> **Task statement**: Please set down each of the lines below once more, exactly, omitting all pictures.

[Image point grounding data]
___

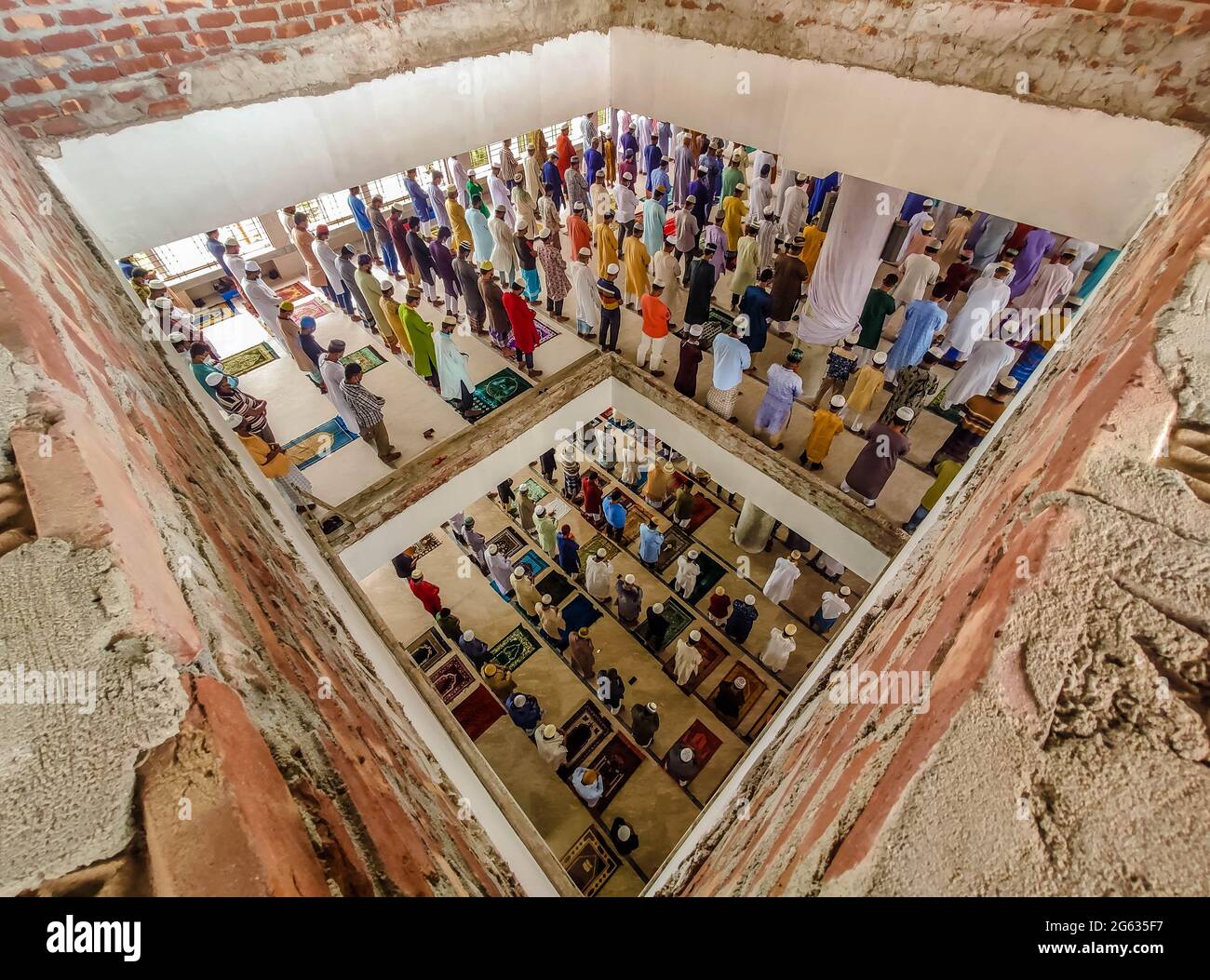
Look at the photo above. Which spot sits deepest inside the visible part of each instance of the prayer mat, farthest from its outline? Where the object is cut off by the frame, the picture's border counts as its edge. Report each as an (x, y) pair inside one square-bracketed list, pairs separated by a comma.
[(701, 739), (580, 612), (706, 579), (537, 492), (367, 357), (478, 712), (294, 291), (587, 729), (677, 617), (428, 649), (451, 678), (557, 587), (712, 656), (616, 763), (751, 692), (703, 509), (589, 863), (767, 714), (319, 443), (423, 547), (249, 361), (533, 561), (677, 543), (594, 544), (517, 648), (507, 541)]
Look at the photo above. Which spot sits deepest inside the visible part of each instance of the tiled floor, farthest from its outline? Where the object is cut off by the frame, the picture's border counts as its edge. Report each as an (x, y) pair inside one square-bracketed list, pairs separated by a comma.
[(650, 799)]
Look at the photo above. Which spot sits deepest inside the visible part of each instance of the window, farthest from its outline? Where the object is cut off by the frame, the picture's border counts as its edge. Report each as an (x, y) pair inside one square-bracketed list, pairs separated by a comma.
[(189, 257)]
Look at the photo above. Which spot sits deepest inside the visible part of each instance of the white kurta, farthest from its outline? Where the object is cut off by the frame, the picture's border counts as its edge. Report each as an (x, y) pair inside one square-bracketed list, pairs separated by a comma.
[(777, 650), (985, 301), (686, 575), (686, 662), (588, 305), (599, 577), (781, 580), (988, 361), (333, 373)]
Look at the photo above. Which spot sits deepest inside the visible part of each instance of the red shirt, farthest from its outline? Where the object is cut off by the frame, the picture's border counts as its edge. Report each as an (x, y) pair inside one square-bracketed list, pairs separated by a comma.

___

> **Exercise response**:
Look at the photo above. Which spot sits deepest inside the visible part of each instance of the prayer mat, farthest from its outline? Where the object is cut off by the frame, the picture's border counts as its edge. Report each as an (x, y) pair inside one square-bracketed list, pairs separated by a comma.
[(701, 739), (580, 612), (706, 579), (537, 492), (367, 357), (478, 712), (294, 291), (587, 729), (677, 617), (428, 649), (451, 678), (557, 587), (712, 656), (616, 763), (751, 692), (703, 509), (589, 863), (767, 714), (319, 443), (423, 547), (249, 361), (533, 561), (677, 543), (594, 544), (517, 648), (507, 541)]
Look at the photo above. Which spot sits deepest inside the visible part of each instance of the tiled floor, farthest from its outline? Where the object is cut off by the frame, the picture's border counts as its edge. Report each as an (x, y) pair inside one square-bracketed list, pairs separated by a comma.
[(650, 799)]
Look at the photo above. Which spot sits deepest inside the visible part of each instance of the window, farthest from its outline? Where the object is cut off by the frame, the picture's border counts as its edge. Report each as an (x, y) pair inside one square-bracketed list, pairs separated by a comma.
[(189, 257)]
Look at the photo above. Which spot sits deepest inside the visible part of each instance of the white kurta, farthest from its outline? Where the object is cut off by the frame, the picture's border counts as its edge. Report each as an (x, y) pair inside one square-bracketed list, pairs separated by a comma.
[(777, 650), (985, 301), (686, 575), (686, 662), (588, 305), (599, 577), (781, 580), (988, 361), (333, 373)]
Look at the photo above. Which spot sits deepest inside the visible part of each instance of the red shirt, farthest from its outline? Where the object is cut off by the frame, the picture's border counts as its edge. Report each as an (x, y) pair inside one square-bracketed list, pairs separated by a comma.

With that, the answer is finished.